Copy out the stretch of the data from its first line through the line that contains "x=788, y=771", with both ends included and nothing changed.

Entries taken from a collection
begin
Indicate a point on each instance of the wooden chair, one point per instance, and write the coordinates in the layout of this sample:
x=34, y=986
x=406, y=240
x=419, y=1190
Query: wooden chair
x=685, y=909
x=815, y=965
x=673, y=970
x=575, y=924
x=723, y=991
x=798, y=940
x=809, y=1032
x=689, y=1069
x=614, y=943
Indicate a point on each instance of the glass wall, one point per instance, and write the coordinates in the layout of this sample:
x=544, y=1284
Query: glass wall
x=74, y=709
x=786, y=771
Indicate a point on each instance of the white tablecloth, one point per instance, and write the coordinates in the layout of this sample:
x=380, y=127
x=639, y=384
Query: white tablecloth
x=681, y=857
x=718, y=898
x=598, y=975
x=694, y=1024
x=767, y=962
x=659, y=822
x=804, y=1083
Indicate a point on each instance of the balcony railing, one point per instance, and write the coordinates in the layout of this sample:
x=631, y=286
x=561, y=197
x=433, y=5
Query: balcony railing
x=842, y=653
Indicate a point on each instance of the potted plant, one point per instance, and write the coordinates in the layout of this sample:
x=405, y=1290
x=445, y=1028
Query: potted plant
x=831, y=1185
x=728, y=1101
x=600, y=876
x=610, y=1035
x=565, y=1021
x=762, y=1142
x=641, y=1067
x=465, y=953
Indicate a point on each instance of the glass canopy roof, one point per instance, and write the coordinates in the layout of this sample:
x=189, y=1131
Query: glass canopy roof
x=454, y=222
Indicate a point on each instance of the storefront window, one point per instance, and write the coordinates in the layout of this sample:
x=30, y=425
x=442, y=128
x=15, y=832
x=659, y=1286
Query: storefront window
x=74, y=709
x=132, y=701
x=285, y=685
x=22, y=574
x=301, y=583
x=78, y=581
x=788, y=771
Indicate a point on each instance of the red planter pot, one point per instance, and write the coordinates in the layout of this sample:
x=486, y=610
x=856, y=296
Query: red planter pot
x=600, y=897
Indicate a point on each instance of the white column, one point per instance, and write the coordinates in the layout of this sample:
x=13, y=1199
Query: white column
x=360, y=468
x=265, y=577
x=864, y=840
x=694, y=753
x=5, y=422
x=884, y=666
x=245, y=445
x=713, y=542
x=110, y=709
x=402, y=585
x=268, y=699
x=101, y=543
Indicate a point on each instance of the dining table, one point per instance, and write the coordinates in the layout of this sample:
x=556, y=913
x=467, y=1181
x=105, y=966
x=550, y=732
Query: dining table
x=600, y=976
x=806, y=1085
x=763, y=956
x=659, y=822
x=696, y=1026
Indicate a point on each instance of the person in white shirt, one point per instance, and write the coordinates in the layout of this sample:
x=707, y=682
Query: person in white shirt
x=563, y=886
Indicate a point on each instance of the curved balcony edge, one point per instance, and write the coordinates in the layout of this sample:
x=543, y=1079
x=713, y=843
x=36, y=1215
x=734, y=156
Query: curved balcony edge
end
→ WRITTEN SOLUTION:
Indicate a point on each instance of the wooden chair, one point per instance, and write the coordinates in the layout of this sample:
x=34, y=986
x=406, y=240
x=419, y=1190
Query: wooden chair
x=685, y=909
x=815, y=965
x=673, y=970
x=575, y=924
x=723, y=991
x=798, y=940
x=809, y=1032
x=689, y=1069
x=614, y=943
Indicate a point on each instance of the glass wall, one point per instance, and write the coordinates in the layout of this sample:
x=544, y=1284
Query: glass wall
x=74, y=709
x=786, y=771
Indicate a point on each instance of the white tablecloth, one point per instance, and write the coordinates in the layout of this sample:
x=380, y=127
x=639, y=384
Query: white tablecloth
x=681, y=857
x=718, y=898
x=598, y=975
x=694, y=1024
x=767, y=962
x=659, y=822
x=804, y=1083
Indicate a point on each instance of the balcony railing, one point per instance, and write the coordinates in the layout of this sample:
x=631, y=286
x=561, y=197
x=433, y=5
Query: balcony railing
x=842, y=653
Indicate a point on each instance of the potted plant, one point per instance, and write the coordinates in the layout of this sample:
x=405, y=1290
x=445, y=1028
Query: potted plant
x=831, y=1185
x=728, y=1101
x=600, y=876
x=610, y=1035
x=565, y=1021
x=762, y=1142
x=641, y=1067
x=465, y=953
Indicate a point on each instance of the glass canopy roof, one point per instance, and write the coordinates in the layout of this sample:
x=189, y=1131
Query: glass canopy roof
x=454, y=222
Indicate a point on each instance of the storefront window, one point per instance, and write the coordinates in the layout of this sample:
x=30, y=425
x=442, y=128
x=15, y=832
x=659, y=1286
Query: storefront window
x=74, y=709
x=132, y=701
x=285, y=685
x=22, y=574
x=301, y=583
x=78, y=581
x=788, y=771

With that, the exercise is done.